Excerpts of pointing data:
┄┄┄┄┄┄┄┄┄┄┄┄┄┄┄┄┄┄┄┄

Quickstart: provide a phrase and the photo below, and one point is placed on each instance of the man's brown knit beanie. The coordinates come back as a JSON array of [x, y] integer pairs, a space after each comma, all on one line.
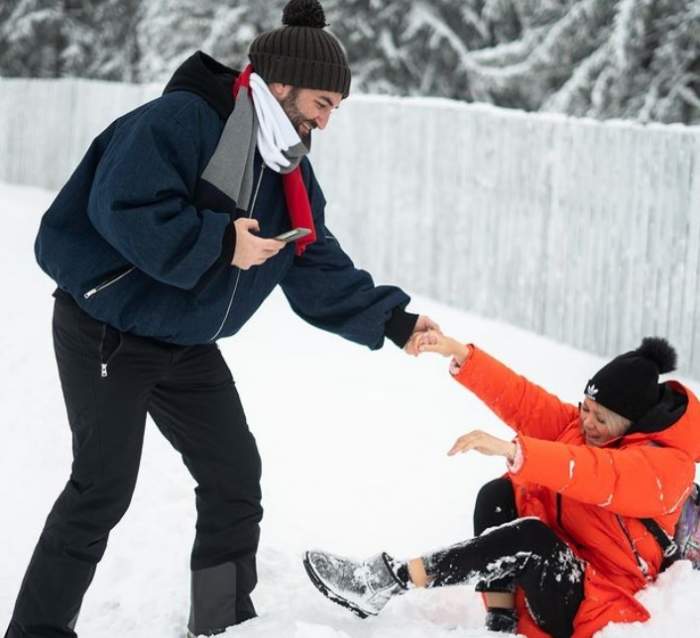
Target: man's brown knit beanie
[[302, 53]]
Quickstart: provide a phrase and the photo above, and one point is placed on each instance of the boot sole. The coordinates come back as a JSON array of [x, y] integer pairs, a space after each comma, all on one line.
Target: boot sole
[[331, 595]]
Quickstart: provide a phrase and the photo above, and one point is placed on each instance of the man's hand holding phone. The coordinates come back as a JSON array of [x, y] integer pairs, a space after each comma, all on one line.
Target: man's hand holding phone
[[252, 250]]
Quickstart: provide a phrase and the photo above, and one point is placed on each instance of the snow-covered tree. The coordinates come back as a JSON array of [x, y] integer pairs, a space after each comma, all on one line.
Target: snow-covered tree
[[600, 58]]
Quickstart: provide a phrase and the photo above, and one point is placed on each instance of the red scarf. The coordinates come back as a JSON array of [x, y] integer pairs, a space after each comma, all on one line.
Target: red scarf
[[295, 193]]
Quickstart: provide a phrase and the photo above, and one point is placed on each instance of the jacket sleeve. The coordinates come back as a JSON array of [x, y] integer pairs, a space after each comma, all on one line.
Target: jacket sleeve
[[522, 405], [325, 289], [141, 201], [643, 481]]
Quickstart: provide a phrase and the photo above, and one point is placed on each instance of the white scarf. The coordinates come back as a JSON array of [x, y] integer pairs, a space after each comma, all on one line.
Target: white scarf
[[278, 141]]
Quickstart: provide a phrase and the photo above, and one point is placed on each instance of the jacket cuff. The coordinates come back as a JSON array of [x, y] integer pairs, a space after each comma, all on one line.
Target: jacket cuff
[[400, 326], [228, 243]]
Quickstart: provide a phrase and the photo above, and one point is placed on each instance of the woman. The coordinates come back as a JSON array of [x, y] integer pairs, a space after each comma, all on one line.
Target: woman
[[560, 548]]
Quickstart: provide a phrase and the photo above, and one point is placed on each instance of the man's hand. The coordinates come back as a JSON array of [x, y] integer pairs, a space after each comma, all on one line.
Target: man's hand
[[251, 250], [423, 325], [484, 443], [432, 341]]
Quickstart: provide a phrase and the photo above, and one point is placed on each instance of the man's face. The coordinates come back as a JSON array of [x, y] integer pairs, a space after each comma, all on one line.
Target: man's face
[[307, 109]]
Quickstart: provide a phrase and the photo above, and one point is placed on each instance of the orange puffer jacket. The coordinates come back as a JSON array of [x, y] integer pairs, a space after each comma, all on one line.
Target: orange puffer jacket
[[592, 497]]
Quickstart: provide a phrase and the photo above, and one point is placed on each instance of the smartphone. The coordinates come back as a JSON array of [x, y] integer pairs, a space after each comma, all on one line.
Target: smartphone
[[293, 235]]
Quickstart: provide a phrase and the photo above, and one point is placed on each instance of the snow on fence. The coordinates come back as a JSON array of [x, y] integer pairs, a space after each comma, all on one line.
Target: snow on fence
[[586, 232]]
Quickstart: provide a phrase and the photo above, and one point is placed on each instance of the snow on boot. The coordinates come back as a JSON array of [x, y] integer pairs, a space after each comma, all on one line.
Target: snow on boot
[[363, 587], [502, 620]]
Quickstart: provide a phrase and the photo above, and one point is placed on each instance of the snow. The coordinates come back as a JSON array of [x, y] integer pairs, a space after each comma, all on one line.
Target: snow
[[363, 469]]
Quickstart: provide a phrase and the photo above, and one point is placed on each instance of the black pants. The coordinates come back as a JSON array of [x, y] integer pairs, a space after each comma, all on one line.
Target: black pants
[[509, 552], [191, 396]]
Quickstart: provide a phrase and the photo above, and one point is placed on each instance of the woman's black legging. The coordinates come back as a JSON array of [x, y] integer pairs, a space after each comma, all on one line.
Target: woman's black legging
[[523, 552]]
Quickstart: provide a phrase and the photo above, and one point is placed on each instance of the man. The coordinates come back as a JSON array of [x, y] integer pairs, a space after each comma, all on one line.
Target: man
[[161, 243]]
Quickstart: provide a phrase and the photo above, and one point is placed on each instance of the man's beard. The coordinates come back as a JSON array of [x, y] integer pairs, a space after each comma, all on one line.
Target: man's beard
[[296, 117]]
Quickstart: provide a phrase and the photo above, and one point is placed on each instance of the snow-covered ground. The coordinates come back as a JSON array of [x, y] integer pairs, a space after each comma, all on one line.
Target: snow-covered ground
[[363, 469]]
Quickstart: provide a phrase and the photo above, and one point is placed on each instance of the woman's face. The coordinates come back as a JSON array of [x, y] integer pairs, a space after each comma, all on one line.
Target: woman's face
[[597, 423]]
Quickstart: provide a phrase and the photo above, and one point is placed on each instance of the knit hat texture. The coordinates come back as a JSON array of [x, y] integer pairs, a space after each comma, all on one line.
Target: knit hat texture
[[302, 53], [629, 384]]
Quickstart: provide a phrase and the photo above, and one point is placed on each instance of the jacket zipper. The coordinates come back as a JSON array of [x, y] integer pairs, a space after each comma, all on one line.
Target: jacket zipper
[[640, 562], [238, 275], [93, 291]]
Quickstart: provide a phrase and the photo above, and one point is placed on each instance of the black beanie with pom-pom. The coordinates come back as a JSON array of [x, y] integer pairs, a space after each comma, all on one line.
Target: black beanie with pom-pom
[[302, 53], [629, 384]]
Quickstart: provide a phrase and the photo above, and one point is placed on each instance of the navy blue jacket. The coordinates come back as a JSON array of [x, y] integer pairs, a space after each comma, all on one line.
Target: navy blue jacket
[[143, 244]]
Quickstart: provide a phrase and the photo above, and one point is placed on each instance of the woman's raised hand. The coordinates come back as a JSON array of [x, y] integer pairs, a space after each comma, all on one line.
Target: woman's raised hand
[[484, 443], [433, 341]]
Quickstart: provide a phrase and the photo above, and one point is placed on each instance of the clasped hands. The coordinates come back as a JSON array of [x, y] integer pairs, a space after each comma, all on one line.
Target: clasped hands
[[427, 337]]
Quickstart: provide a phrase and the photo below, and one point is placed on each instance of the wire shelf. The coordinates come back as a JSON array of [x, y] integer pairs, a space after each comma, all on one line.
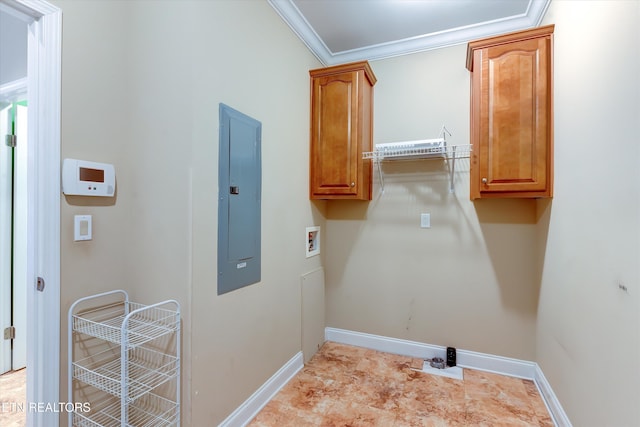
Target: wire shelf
[[144, 323], [149, 411], [146, 370], [412, 152]]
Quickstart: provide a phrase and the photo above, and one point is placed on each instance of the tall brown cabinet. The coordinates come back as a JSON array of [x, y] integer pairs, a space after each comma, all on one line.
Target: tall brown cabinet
[[341, 130], [512, 114]]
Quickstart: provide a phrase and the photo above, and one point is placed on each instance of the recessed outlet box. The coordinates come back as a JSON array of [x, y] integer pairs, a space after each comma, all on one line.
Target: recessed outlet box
[[82, 227], [312, 241], [425, 220]]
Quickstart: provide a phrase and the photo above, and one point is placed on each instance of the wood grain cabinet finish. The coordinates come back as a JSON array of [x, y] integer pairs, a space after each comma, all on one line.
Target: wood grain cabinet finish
[[341, 130], [512, 115]]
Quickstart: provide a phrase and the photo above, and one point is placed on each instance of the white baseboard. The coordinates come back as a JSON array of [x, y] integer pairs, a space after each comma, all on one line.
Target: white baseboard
[[553, 404], [466, 359], [250, 408]]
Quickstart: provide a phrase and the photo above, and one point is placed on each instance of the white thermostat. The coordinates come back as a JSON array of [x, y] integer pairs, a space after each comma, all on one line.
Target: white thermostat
[[84, 178]]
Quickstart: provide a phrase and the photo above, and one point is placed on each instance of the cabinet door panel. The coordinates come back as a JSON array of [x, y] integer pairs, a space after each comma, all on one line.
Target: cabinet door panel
[[334, 139], [513, 117]]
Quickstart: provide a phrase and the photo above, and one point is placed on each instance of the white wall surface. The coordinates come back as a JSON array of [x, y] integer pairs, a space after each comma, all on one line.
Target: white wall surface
[[13, 48]]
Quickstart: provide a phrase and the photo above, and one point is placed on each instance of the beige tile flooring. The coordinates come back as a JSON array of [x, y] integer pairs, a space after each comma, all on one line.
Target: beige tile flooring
[[13, 394], [351, 386]]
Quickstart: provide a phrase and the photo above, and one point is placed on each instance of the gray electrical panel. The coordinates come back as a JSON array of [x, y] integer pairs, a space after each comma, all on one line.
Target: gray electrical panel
[[239, 199]]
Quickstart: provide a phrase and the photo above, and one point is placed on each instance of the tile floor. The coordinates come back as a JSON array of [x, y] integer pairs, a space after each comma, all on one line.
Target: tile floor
[[351, 386], [13, 395]]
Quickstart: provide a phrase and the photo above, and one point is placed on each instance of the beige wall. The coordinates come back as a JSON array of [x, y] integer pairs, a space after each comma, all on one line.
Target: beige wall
[[536, 280], [593, 239], [471, 280], [141, 86]]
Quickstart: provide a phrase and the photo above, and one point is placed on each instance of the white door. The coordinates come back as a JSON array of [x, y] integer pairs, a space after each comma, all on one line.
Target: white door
[[6, 186], [13, 238], [20, 281]]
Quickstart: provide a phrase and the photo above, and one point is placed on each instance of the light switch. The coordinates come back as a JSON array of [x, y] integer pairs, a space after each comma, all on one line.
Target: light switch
[[81, 227], [425, 220]]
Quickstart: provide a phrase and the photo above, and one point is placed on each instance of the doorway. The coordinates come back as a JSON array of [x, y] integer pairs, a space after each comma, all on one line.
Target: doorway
[[13, 242], [42, 221]]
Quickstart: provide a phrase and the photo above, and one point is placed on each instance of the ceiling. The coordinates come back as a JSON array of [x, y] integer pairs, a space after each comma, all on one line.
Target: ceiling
[[340, 31]]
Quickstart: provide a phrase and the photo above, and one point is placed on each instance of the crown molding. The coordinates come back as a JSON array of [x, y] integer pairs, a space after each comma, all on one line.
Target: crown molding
[[301, 27]]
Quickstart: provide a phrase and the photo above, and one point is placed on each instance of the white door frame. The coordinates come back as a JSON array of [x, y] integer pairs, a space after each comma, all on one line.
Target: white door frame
[[43, 211]]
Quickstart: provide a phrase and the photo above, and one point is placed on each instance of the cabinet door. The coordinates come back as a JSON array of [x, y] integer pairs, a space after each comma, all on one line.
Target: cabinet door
[[512, 106], [334, 144]]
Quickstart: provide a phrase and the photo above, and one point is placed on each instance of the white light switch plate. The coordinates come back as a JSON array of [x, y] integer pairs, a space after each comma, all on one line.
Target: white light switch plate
[[425, 220], [82, 227]]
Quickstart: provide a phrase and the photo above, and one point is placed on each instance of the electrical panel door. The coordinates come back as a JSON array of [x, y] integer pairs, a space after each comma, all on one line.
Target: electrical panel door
[[240, 182]]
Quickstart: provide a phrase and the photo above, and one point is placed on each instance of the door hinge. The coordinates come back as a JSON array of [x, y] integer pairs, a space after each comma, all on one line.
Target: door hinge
[[11, 140], [10, 333], [40, 284]]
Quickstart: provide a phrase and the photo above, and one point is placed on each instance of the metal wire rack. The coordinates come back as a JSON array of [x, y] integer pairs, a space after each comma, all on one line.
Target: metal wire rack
[[131, 355], [149, 411], [436, 148]]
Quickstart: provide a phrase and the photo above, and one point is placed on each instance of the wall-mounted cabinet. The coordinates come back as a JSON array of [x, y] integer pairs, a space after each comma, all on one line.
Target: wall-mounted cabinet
[[341, 130], [512, 115]]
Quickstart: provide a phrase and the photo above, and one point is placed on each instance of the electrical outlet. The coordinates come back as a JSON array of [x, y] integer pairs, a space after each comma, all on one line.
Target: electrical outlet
[[425, 220]]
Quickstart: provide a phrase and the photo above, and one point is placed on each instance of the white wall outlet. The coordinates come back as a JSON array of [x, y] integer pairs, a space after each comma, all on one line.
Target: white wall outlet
[[82, 228], [425, 220], [312, 241]]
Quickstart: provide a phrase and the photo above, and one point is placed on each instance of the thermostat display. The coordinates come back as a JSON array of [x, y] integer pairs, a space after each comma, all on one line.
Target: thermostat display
[[84, 178]]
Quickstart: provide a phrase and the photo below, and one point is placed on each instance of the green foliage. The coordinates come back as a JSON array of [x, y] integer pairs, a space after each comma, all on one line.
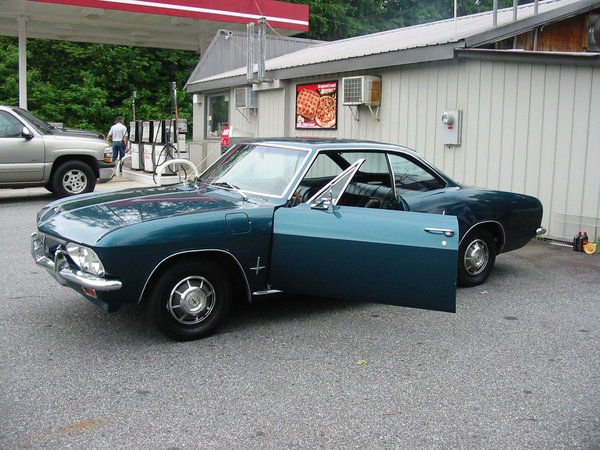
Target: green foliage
[[337, 19], [87, 85]]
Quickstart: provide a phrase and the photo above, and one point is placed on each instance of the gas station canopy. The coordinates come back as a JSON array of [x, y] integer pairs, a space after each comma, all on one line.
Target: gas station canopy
[[177, 24]]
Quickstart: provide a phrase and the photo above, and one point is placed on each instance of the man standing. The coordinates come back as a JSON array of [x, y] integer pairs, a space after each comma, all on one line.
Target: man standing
[[118, 134]]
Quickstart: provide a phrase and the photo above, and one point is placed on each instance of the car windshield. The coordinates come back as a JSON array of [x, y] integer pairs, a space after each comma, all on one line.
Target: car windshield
[[256, 169], [39, 124]]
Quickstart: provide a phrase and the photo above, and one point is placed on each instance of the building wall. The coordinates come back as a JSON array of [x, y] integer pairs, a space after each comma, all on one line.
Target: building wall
[[529, 128]]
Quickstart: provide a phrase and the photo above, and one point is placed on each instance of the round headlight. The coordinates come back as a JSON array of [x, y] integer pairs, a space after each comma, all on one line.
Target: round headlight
[[86, 259]]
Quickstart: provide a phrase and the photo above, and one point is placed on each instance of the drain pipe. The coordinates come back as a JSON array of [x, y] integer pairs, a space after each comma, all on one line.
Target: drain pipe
[[495, 15]]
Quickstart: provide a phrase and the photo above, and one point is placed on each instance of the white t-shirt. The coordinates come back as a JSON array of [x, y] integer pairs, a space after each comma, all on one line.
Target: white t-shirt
[[118, 132]]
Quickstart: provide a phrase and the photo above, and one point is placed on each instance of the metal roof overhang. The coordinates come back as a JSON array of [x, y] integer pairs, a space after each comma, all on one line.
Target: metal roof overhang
[[530, 23], [533, 57], [364, 63]]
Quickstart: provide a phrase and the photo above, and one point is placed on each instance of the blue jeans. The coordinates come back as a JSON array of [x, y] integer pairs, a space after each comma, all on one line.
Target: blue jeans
[[118, 150]]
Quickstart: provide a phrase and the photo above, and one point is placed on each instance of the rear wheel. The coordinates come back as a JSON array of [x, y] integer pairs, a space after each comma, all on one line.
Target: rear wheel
[[476, 257], [190, 300], [73, 177]]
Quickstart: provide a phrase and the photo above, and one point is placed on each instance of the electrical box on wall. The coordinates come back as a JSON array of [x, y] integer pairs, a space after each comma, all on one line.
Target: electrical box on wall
[[451, 120]]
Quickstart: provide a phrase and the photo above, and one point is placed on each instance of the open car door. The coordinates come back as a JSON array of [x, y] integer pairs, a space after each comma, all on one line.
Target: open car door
[[378, 255]]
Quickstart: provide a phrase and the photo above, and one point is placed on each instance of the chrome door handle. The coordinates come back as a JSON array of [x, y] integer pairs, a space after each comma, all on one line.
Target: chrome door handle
[[444, 231]]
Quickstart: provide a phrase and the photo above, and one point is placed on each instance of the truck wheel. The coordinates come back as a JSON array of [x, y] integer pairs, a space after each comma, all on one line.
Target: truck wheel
[[73, 177], [190, 300]]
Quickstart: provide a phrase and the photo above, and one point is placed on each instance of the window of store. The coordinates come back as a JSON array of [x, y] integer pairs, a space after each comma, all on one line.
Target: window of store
[[217, 114]]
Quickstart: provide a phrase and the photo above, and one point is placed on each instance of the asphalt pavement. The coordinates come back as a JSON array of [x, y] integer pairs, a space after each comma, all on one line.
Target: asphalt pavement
[[518, 365]]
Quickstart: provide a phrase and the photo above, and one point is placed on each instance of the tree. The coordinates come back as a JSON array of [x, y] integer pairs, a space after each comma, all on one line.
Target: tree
[[337, 19]]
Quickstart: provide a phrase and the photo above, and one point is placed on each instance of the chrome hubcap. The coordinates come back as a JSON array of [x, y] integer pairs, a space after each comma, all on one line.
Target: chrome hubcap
[[192, 300], [74, 181], [477, 256]]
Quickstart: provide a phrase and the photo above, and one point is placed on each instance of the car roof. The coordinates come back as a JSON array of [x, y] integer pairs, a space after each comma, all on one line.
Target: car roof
[[311, 143]]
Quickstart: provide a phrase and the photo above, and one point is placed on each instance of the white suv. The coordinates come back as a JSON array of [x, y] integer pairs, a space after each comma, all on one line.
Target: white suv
[[64, 161]]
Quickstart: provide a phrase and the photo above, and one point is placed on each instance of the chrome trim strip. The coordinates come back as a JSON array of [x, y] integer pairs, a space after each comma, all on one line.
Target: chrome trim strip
[[246, 283], [444, 231], [267, 292], [88, 280], [63, 272]]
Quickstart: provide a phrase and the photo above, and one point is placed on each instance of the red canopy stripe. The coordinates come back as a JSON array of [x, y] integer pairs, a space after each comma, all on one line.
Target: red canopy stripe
[[278, 14]]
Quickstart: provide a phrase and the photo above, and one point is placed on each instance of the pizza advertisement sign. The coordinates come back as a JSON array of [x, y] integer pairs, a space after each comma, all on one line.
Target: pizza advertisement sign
[[316, 106]]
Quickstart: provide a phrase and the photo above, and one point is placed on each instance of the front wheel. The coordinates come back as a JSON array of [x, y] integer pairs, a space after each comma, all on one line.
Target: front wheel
[[476, 257], [190, 300], [73, 177]]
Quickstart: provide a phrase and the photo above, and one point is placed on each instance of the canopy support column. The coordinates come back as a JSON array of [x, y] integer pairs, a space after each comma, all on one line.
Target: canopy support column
[[22, 21]]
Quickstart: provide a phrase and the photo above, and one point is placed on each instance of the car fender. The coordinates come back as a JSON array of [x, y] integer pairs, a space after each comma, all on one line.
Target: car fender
[[223, 257], [495, 227]]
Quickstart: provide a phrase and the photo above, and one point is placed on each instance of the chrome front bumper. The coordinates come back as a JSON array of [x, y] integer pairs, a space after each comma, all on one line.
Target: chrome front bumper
[[62, 270]]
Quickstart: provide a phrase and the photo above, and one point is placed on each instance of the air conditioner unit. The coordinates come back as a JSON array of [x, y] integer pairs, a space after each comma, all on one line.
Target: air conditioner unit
[[246, 98], [361, 90]]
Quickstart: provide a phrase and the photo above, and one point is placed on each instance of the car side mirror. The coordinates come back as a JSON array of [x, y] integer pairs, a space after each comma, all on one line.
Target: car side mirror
[[26, 133], [324, 203]]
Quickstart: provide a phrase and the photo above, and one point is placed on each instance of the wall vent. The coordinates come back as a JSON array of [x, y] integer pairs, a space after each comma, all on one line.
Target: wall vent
[[361, 90], [246, 98]]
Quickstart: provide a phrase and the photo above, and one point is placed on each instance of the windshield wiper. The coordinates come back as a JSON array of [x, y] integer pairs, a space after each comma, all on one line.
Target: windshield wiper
[[231, 186]]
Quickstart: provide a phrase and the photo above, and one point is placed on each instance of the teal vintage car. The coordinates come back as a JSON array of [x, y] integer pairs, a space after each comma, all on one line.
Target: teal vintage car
[[334, 218]]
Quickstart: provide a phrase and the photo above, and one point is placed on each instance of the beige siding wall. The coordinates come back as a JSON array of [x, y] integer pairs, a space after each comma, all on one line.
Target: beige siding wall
[[528, 128]]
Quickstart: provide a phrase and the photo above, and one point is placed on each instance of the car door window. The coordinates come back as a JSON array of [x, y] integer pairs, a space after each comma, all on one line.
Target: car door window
[[10, 126], [411, 176]]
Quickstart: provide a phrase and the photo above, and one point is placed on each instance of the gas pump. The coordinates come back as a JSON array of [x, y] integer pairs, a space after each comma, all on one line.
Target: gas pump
[[181, 132], [135, 131], [147, 145], [158, 133]]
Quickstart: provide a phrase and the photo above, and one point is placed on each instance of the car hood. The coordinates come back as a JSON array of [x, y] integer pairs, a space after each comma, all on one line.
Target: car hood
[[89, 217], [75, 132]]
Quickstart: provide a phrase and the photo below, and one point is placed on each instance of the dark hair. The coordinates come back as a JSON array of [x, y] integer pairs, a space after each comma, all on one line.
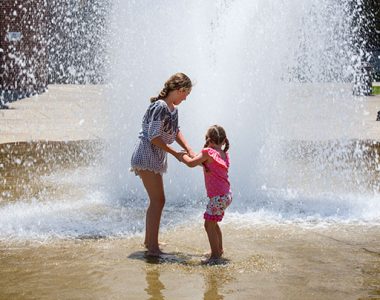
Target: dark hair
[[175, 82], [217, 135]]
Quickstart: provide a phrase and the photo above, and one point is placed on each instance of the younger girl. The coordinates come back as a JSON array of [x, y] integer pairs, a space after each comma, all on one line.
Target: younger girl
[[215, 160]]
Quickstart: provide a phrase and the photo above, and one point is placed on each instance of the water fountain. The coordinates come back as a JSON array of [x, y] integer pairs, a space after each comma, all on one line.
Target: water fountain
[[278, 76]]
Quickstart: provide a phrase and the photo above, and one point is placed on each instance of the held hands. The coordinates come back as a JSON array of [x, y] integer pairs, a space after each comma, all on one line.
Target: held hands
[[190, 152]]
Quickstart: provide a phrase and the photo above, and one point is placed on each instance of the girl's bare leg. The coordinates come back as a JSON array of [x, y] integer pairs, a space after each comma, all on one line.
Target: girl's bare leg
[[213, 238], [154, 186], [219, 233]]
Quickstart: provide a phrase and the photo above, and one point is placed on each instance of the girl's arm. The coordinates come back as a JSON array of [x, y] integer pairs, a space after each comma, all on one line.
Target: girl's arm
[[180, 139], [160, 143], [195, 161]]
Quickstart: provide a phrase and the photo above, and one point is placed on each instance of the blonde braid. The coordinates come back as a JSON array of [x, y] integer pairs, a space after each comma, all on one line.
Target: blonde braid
[[175, 82]]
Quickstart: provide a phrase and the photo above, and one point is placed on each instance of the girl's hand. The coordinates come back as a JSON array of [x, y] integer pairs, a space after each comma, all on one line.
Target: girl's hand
[[191, 153], [179, 155]]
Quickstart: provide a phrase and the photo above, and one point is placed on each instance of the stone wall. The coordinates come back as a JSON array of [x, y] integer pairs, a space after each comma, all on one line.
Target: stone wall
[[23, 51]]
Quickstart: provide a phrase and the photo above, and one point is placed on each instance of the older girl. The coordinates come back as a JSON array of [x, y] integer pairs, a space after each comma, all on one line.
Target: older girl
[[149, 159]]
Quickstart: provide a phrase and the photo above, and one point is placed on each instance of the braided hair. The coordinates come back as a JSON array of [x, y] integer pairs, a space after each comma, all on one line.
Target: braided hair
[[217, 135], [175, 82]]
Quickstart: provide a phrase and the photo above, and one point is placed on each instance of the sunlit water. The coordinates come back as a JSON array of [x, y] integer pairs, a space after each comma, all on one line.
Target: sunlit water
[[274, 74]]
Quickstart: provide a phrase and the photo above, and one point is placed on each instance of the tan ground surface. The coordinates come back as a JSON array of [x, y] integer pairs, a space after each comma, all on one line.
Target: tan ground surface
[[64, 113], [76, 112]]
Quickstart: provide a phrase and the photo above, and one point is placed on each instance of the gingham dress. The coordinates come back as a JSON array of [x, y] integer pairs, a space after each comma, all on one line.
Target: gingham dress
[[157, 121]]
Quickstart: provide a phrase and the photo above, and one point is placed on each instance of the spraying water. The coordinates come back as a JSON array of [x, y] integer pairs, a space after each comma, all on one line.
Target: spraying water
[[276, 75]]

┄┄┄┄┄┄┄┄┄┄┄┄┄┄┄┄┄┄┄┄

Exercise: Rewrite the rows from the first line through the line containing "Target: man's brown knit beanie", inclusive, swapping "knit" for "wool" and keeping everything else the same. Leave the pictures out of the answer.

Task solution:
Quickstart: provide a phrase and the photo below, and one point is placed on each instance of the man's brown wool beanie. The coordinates come back as a JSON array of [x, y] integer pairs, a space after each comma, all on one line.
Target: man's brown wool beanie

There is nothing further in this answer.